RECORDS FOR THIS EXERCISE:
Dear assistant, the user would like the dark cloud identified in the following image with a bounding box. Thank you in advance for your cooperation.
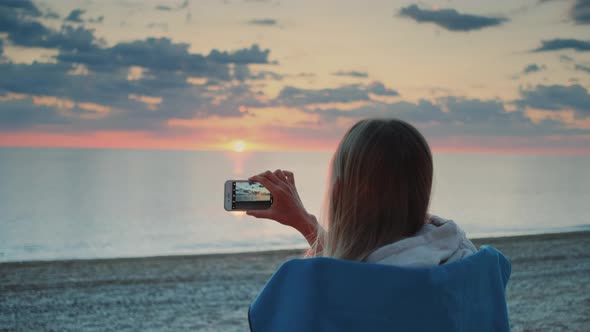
[43,10,60,20]
[0,97,67,130]
[56,38,270,80]
[248,18,278,26]
[522,63,547,74]
[0,0,42,17]
[574,64,590,74]
[65,8,86,23]
[332,70,369,78]
[0,62,263,131]
[305,96,560,136]
[146,22,168,31]
[154,0,189,12]
[399,4,508,31]
[0,6,102,51]
[559,54,574,62]
[570,0,590,24]
[88,16,104,23]
[515,84,590,117]
[207,44,270,64]
[367,82,399,97]
[275,82,398,107]
[533,38,590,52]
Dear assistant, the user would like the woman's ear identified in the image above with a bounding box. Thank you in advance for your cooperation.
[332,177,341,197]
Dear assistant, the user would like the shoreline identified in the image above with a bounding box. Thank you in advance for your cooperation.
[0,231,590,332]
[0,230,590,269]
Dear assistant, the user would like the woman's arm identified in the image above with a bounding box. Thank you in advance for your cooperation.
[246,169,320,250]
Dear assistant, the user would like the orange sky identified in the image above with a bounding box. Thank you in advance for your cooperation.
[0,0,590,154]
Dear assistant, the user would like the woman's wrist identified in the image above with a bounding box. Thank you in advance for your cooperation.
[293,212,319,246]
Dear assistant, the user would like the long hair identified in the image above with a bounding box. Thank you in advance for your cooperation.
[315,119,433,261]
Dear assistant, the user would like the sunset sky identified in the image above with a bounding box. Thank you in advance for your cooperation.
[0,0,590,153]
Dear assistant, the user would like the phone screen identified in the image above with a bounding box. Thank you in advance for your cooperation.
[232,181,272,210]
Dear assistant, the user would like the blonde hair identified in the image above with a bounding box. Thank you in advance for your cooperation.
[314,119,433,261]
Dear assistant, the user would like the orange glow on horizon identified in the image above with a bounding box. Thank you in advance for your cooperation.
[233,140,246,152]
[0,131,590,155]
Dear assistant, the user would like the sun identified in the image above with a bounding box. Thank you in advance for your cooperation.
[234,140,246,152]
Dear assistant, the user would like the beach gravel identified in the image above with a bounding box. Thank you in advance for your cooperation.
[0,232,590,331]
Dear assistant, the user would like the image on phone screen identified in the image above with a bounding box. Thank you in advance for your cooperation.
[225,181,272,211]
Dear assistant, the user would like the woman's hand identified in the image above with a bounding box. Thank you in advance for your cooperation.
[246,169,318,245]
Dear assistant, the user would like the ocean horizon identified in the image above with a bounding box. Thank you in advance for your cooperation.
[0,148,590,262]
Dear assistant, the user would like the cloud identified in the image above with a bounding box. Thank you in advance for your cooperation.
[399,4,508,31]
[154,0,189,12]
[332,70,369,78]
[559,54,574,62]
[43,10,60,20]
[533,38,590,52]
[570,0,590,24]
[522,63,547,75]
[65,8,86,23]
[146,22,168,31]
[305,95,552,136]
[0,2,102,51]
[207,44,270,64]
[88,15,104,23]
[515,84,590,117]
[56,37,270,80]
[248,18,278,26]
[275,82,399,107]
[0,0,42,17]
[574,64,590,74]
[367,82,399,97]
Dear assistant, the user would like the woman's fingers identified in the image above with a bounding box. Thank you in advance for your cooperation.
[283,171,295,185]
[246,209,273,219]
[275,169,289,182]
[248,174,276,195]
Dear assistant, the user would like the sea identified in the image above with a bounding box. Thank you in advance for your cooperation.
[0,148,590,262]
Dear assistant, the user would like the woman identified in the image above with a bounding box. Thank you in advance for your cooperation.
[248,119,510,332]
[248,119,477,266]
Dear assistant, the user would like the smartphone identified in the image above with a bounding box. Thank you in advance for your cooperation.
[223,180,272,211]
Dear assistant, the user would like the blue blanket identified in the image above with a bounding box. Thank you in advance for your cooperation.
[248,246,511,332]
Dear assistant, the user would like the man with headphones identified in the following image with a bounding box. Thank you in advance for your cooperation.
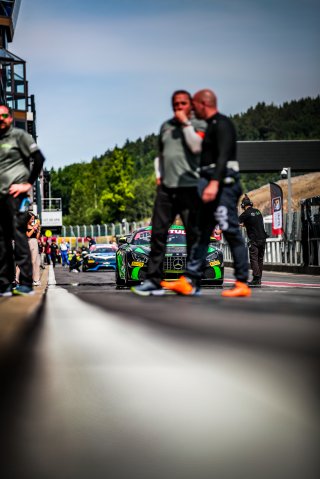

WHAT THE EXERCISE ASKS:
Output every line of the material above as a JSON list of strings, one string per line, skipping blank lines and leaving out the pictures.

THE RESPONSE:
[
  "Dear assistant, the user would like the dark cloud identified in the following image with a bounding box. Thank you in advance for your cooperation.",
  "[43,10,60,20]",
  "[0,97,67,130]",
  "[56,38,270,80]",
  "[248,18,278,26]",
  "[522,63,547,74]",
  "[0,0,42,17]",
  "[574,64,590,74]",
  "[65,8,86,23]",
  "[332,70,369,78]",
  "[0,62,263,131]",
  "[305,96,560,136]",
  "[146,22,168,31]",
  "[154,0,189,12]",
  "[399,4,508,31]",
  "[0,6,102,51]",
  "[559,54,574,62]",
  "[570,0,590,24]",
  "[88,16,104,23]",
  "[515,84,590,117]",
  "[207,44,270,64]",
  "[367,82,399,97]",
  "[275,82,398,107]",
  "[533,38,590,52]",
  "Dear assistant, the user would like the woman's ear identified in the image above with a bounding box. Thank you in advance for your cooperation.",
  "[332,177,341,197]",
  "Dear assistant, the user would like the shoreline identified in the image above with a bounding box. Thank you in advance for your cooperation.",
  "[0,231,590,332]",
  "[0,230,590,269]",
  "Dear assistant, the user would like the woman's arm identified in the image above with a bounding box. Thank you in advance for your cooperation.",
  "[246,169,320,250]",
  "Dear assistant, the user would like the orange sky identified in the image above with a bounding box. Thank you in advance for your cooperation.",
  "[0,0,590,154]",
  "Dear assistant, the user would like the woman's wrist identified in the image above with a bounding box. Thank you in advance for your cooperation.",
  "[293,212,319,246]",
  "Dear assistant, the user would like the long hair identified in the image above with a bounding box. Thank you in advance for your cooperation.",
  "[315,119,433,261]",
  "Dear assistant, the user would like the sunset sky identified in the image above with a bounding box. Thank you in advance for your cooperation.",
  "[0,0,590,153]",
  "Dear assistant, the user would like the phone screen identified in the image above with a bounding box. Thank you in advance for your cooperation.",
  "[232,181,272,210]",
  "Dear assistant, the user would like the blonde hair identified in the image above with a bounding box. Thank you in advance for your cooperation.",
  "[314,119,433,261]",
  "Dear assistant, the user would like the orange glow on horizon identified in the image above with a bounding box. Thank you in advance for your cooperation.",
  "[233,140,246,152]",
  "[0,131,590,155]",
  "Dear assistant, the user would like the sun identified in the image above with a bounding box. Thank you in advance for your cooperation.",
  "[234,140,246,152]",
  "Dear assistant, the user would like the beach gravel identified in the image above with a bounding box. Thank you in advance for your cooperation.",
  "[0,232,590,331]",
  "Dear assistant, the user would like the image on phone screen identified in the image above with a bounding box. Thank you in advance for your cooperation.",
  "[225,181,272,211]",
  "Dear assistant, the user would like the woman's hand identified in the image above with a bounding box. Thank you in advance for your cooperation.",
  "[246,169,318,245]",
  "Dear assistant, the user would like the ocean horizon identified in the image above with a bounding box. Thank you in advance for your cooperation.",
  "[0,148,590,262]",
  "Dear assistant, the user would like the cloud identified in the image above with a bounding box. Thank you in advance for your cooperation.",
  "[399,4,508,31]",
  "[154,0,189,12]",
  "[332,70,369,78]",
  "[559,54,574,62]",
  "[43,10,60,20]",
  "[533,38,590,52]",
  "[570,0,590,24]",
  "[522,63,547,75]",
  "[65,8,86,23]",
  "[146,22,168,31]",
  "[305,95,552,136]",
  "[0,2,102,51]",
  "[207,44,270,64]",
  "[88,15,104,23]",
  "[515,84,590,117]",
  "[56,37,270,80]",
  "[248,18,278,26]",
  "[275,82,399,107]",
  "[0,0,42,17]",
  "[574,64,590,74]",
  "[367,82,399,97]",
  "Dear assistant, the user would like the woman's fingers identified in the image above with a bounding box. Thank you in advance for your cooperation.",
  "[283,171,295,185]",
  "[246,209,273,219]",
  "[275,169,289,182]",
  "[248,174,276,195]",
  "Dear assistant, the user would like the sea identified in the image above with a bounding box. Thank you in advance for your cooperation.",
  "[0,148,590,262]",
  "Dear assistant, the user would like the woman identified in the image above with a bounding box. Thank you in advance for your cooperation.",
  "[248,119,510,332]",
  "[248,119,477,266]",
  "Dear assistant, the user would like the smartphone identified in the image above with a bounding box. Thank you in advance for your cooperation.",
  "[223,180,272,211]",
  "Dear assistant, the user would like the blue blanket identified in the image above with a bounding box. Thank you in advance for your cooperation.",
  "[248,246,511,332]",
  "Dear assistant, the user would like the man with headphones identified in the following image with a bounding box. Thank you in advance for your cooperation."
]